Please filter the data down to the lines that include the word "ibex" and copy them.

> _Stored records_:
····················

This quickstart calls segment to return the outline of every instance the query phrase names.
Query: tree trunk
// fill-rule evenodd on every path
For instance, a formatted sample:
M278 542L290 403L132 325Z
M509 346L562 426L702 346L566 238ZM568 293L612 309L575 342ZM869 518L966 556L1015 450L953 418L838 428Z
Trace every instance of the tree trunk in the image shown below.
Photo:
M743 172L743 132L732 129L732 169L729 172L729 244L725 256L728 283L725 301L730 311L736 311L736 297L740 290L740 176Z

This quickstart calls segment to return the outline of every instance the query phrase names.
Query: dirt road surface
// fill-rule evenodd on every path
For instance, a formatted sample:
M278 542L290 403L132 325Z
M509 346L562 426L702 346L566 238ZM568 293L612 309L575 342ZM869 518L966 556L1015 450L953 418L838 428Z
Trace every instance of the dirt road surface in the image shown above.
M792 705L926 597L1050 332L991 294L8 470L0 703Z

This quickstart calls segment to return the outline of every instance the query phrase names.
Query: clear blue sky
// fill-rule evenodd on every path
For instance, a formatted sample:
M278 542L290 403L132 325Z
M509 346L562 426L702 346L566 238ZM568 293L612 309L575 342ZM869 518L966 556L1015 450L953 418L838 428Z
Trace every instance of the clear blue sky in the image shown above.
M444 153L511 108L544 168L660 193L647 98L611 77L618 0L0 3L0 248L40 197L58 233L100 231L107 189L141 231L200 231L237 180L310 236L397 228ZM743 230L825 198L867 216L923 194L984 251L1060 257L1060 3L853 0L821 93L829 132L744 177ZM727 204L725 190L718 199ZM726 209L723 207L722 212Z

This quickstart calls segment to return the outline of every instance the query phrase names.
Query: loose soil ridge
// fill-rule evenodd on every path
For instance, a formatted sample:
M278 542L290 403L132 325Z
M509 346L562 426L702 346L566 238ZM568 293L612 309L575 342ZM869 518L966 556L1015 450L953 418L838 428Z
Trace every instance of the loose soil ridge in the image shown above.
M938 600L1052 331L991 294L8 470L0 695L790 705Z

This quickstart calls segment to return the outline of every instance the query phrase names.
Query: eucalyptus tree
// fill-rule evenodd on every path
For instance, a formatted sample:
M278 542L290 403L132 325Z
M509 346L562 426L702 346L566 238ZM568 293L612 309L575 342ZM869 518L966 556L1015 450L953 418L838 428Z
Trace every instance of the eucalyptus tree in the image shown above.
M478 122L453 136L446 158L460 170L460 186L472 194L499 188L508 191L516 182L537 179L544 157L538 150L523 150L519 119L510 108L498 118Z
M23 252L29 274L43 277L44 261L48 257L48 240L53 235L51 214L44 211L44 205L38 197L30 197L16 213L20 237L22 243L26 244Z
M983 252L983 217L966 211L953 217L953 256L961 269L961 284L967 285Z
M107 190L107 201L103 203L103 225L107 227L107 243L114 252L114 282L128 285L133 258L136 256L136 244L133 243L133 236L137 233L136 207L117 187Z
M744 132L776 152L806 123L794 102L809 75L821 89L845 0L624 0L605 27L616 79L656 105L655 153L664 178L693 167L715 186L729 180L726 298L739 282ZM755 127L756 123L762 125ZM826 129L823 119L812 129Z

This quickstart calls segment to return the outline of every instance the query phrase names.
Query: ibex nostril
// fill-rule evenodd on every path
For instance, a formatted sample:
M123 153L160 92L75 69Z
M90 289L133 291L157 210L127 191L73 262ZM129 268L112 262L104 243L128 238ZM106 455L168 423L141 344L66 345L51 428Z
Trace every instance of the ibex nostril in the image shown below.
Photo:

····················

> _Task solution_:
Query: ibex nostril
Trace every instance of the ibex nostril in the image shown below.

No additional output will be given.